* _TASK TO COMPLETE_:
From the quantum teleportation discussion below, list every quoted line (a line that starts with ">"). Give each one's wording without the ">" mark.

* _QUOTED PASSAGE_:
______

Edit: I should explain how this saves relativity. No measurement (weak or strong) can distinguish which pre-swap-state Bob has. You can try to be clever and ask Alice to teleport millions of photon states to Bob. But that doesn't help either because each of the four states are equally likely in the whole ensemble. So you need 2 bits of information per teleported photon state to get the correct final state each time.
> The state of Bob's photon changes exactly when Alice does her measurement [1].
No, it doesn't. If it did, then this would lead to faster-than-light communication. The whole concept of "exactly when Alice does her measurement" isn't even well defined!
> Why? The state of a photon is given by 2 real numbers
Actually they are complex numbers. But this part of your point is valid nonetheless.
> The 'magic' does happen when Alice measures her state.
No, the "magic" happens when the entangled pair is first produced. Alice's measurement changes nothing on Bob's side.
Ron attributes to malice here that which can be more easily explained by indifference. I think Physicists have largely given up on trying to correct media's portrayals of QM as they either see it as not being important or because they see it as tilting at windmills.
The majority of experts I know feel like it's futile to try and correct the media's representation of their field. I think QM has it doubly hard as it has all the issues of other technical field, while suffering from both the problem of its ontology being foreign to the lay-person and certain key points of its ontology are still debated within the field.
I think you're on to something, but it goes even farther than that.
I'm sure a lot of scientists don't mind media-hyped and somewhat inaccurate coverage of science news because it's actually interesting to the layperson. The reality is that the general population is pretty blasé about even fluff science reporting - let alone accurate reporting.
So a little hype, even if inaccurate, probably goes a long way towards getting people interested in science. And that's a good thing for a) producing future scientists and b) securing funding.
In general I agree with you. But this case is different. This is not the popular press publishing this false information, it's NASA itself. I think they ought to hold themselves to a higher standard.
I guess I mentally put whatever part of NASA published this in the same category as university PR departments. You almost certainly know more about how NASA works than I do.
Your analogy is not wrong, but I think university PR departments ought to be held to a higher standard too. If a university PR department issued a press release that denied anthropogenic climate change or evolution there would be an uproar. Why should it suddenly be OK to play fast-and-loose with the truth just because the topic is physics rather than biology or climate science?
I had to think a bit before responding, but university PR departments regularly report questionable findings. The two you picked are obviously highly politicized topics, so it's obvious why that would cause an uproar.
I agree that they ought to be held to a higher standard, but I think that the motivation of scientists for not doing so is more out of apathy, and less out of a desire to seem more mysterious.
The second thing to do is to stop reading any article that ever says anything remotely resembling, "the photon/atom/whatever was teleported..." since that is a flat-out falsehood that only a ignoramus or a liar would publish.
No photon, no atom, no thing has ever been "teleported" nor ever will be. Only the quantum state gets "teleported", and the quantum state most decidedly does not have the ontology of a "thing". That is why the quantum world is so weird.
Quantum "teleportation" ought to be called something like "entanglement transfer", which has the advantages of being a) fairly accurate and b) hard to use in the misleading and dishonest ways "teleportation" gets used.

______

* _DATA UNDER STUDY_:
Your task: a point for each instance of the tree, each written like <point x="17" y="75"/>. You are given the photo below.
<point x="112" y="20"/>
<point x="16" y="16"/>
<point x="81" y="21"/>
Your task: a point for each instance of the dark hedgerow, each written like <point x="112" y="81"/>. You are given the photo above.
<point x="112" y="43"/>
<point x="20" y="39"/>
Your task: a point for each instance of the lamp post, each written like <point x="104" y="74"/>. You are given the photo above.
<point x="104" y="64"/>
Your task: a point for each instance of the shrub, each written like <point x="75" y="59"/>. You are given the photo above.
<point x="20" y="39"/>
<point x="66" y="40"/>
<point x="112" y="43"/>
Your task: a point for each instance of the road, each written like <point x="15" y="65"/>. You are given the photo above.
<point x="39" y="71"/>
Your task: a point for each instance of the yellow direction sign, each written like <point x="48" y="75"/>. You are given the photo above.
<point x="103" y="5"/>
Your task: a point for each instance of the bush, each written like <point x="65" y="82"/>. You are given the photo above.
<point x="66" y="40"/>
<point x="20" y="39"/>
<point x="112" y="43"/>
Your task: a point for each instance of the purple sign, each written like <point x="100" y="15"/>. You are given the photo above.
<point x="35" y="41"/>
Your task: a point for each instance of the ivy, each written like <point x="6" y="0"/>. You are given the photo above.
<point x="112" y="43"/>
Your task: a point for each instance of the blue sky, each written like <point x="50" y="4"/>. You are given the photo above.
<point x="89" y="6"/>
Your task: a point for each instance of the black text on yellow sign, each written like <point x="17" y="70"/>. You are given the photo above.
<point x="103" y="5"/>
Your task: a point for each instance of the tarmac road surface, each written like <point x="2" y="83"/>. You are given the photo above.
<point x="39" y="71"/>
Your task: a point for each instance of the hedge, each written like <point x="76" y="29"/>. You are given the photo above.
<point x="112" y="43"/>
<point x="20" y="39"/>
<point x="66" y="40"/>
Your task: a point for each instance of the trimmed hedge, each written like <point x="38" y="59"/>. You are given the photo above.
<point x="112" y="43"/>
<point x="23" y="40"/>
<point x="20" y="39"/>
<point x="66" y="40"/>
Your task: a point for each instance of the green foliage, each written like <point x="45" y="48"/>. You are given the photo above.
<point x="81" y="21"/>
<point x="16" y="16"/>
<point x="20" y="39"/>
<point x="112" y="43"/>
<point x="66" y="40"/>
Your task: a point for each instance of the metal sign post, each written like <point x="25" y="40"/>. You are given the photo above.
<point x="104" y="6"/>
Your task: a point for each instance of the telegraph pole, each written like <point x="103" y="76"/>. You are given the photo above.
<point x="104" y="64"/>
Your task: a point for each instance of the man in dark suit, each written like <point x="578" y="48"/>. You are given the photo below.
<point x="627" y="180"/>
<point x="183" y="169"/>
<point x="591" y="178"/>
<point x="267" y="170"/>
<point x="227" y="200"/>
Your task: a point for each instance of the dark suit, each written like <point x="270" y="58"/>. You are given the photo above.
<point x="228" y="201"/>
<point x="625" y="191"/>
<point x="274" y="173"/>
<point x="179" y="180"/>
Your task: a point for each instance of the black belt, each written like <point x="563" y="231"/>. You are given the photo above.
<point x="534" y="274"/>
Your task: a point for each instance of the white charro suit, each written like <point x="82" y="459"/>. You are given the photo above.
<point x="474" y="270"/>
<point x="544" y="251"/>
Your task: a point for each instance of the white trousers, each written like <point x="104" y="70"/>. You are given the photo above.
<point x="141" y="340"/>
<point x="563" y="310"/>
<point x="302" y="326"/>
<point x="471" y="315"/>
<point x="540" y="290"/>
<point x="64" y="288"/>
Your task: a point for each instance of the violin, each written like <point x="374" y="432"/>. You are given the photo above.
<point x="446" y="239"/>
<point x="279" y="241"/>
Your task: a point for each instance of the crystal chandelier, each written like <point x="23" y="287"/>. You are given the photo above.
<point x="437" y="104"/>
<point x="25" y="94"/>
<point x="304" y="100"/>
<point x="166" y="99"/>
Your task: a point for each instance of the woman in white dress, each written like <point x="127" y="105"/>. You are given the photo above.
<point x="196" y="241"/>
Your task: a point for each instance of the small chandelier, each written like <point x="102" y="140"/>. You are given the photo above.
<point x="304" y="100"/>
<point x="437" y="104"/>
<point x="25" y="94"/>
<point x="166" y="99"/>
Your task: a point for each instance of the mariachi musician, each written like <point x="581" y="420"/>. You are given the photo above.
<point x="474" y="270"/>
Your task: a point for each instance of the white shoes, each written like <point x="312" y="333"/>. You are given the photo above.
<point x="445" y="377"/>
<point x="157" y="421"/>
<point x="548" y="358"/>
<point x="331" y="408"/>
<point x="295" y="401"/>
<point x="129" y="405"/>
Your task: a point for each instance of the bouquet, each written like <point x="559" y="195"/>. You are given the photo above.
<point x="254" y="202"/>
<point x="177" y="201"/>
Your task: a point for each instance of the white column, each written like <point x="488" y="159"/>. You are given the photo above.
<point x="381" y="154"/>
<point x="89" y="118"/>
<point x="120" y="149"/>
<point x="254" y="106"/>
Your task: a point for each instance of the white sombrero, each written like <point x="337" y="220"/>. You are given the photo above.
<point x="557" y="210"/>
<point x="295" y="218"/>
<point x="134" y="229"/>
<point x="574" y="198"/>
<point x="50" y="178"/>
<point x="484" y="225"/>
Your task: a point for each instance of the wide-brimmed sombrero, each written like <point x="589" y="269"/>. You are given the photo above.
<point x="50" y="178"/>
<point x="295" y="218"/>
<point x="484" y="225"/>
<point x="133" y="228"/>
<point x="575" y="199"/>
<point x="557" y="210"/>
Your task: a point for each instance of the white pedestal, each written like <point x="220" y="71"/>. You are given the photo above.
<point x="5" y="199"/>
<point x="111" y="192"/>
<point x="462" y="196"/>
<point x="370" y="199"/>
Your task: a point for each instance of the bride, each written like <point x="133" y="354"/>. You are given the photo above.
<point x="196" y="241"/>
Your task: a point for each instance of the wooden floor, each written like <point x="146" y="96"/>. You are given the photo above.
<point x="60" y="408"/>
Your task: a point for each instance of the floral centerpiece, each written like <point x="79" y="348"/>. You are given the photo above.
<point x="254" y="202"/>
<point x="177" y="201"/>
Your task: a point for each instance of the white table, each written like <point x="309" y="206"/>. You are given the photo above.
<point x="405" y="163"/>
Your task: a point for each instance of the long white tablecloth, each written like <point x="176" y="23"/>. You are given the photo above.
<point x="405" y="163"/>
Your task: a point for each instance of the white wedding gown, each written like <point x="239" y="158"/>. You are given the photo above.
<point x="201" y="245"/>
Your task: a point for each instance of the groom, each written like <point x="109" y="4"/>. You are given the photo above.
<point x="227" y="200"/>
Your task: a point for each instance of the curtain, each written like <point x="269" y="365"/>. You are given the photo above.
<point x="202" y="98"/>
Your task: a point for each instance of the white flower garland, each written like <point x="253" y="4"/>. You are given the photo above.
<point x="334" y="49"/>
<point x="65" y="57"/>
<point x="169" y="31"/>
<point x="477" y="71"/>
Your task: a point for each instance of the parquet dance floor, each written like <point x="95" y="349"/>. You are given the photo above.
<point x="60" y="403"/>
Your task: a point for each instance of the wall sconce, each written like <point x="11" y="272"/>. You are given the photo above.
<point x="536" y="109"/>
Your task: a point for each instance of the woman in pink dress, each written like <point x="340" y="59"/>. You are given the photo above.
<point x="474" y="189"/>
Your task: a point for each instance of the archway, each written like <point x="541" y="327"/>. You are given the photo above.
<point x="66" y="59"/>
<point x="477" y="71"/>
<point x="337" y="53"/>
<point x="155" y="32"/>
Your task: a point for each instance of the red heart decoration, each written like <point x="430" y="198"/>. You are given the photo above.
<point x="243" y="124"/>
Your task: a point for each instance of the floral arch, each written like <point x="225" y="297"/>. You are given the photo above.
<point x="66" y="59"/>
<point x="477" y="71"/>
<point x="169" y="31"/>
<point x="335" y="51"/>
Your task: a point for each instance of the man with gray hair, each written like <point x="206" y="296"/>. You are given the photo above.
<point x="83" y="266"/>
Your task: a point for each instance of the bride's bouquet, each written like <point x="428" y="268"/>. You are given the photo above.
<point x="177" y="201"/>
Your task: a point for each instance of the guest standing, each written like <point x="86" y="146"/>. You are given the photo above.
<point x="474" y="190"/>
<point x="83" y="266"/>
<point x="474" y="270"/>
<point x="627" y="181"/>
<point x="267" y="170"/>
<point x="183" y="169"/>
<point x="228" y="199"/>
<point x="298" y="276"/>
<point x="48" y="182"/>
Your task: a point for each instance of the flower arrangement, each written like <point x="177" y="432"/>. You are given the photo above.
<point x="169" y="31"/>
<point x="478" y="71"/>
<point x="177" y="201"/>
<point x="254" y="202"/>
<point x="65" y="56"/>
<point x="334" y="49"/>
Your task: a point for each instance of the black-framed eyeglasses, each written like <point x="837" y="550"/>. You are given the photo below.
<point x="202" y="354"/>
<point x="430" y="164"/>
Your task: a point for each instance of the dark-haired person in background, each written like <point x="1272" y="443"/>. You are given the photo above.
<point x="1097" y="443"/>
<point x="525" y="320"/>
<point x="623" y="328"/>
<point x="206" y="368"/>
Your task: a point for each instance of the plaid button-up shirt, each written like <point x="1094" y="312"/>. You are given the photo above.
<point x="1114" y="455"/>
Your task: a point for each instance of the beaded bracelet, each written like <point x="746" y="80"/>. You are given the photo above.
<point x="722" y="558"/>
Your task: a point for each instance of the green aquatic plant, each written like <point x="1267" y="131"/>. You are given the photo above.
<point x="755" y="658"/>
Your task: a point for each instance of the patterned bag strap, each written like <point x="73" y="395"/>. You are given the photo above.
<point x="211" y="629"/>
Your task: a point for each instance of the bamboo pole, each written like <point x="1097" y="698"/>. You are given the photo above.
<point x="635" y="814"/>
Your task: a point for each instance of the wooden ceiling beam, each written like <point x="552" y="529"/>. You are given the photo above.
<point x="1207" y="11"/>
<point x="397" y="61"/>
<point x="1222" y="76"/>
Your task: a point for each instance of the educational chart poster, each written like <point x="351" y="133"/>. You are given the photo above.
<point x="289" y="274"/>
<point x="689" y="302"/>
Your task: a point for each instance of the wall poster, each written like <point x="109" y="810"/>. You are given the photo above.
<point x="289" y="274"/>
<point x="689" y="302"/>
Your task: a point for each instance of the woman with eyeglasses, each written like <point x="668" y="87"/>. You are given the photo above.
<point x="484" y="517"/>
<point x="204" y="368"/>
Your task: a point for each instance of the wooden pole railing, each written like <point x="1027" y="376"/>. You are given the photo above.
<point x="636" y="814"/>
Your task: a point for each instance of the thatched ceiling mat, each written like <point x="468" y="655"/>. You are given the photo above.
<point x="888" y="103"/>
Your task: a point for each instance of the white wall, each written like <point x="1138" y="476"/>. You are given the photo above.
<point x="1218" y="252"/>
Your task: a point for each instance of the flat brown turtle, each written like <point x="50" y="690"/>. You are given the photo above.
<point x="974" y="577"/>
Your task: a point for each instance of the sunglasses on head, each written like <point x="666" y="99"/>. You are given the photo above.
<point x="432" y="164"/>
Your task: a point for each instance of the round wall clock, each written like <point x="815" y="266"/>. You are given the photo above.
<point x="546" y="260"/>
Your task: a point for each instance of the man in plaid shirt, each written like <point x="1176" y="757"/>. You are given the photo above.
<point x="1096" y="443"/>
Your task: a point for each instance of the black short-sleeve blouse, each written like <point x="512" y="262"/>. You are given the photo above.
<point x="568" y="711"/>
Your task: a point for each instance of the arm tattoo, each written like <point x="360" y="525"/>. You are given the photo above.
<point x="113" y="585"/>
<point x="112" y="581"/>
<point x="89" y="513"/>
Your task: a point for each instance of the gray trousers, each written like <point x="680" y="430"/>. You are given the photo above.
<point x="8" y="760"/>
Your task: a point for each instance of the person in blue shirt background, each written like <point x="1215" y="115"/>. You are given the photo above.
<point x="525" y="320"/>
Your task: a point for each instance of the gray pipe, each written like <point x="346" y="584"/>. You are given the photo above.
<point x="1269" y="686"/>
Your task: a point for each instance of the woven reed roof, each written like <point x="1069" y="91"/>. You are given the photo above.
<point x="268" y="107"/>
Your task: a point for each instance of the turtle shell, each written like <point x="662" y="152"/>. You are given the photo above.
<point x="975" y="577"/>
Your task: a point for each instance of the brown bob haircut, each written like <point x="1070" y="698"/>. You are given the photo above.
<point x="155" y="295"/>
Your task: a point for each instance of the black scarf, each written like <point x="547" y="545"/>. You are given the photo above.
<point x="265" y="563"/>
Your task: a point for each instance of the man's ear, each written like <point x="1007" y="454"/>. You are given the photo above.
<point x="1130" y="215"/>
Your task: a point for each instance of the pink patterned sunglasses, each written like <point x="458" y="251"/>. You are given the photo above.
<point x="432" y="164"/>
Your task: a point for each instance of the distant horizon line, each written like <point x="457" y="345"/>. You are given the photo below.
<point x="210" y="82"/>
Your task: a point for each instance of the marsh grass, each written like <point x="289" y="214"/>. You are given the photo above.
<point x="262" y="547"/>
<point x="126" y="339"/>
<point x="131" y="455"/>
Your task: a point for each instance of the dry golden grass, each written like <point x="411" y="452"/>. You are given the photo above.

______

* _ANSWER TO THIS TASK_:
- The state of Bob's photon changes exactly when Alice does her measurement [1].
- Why? The state of a photon is given by 2 real numbers
- The 'magic' does happen when Alice measures her state.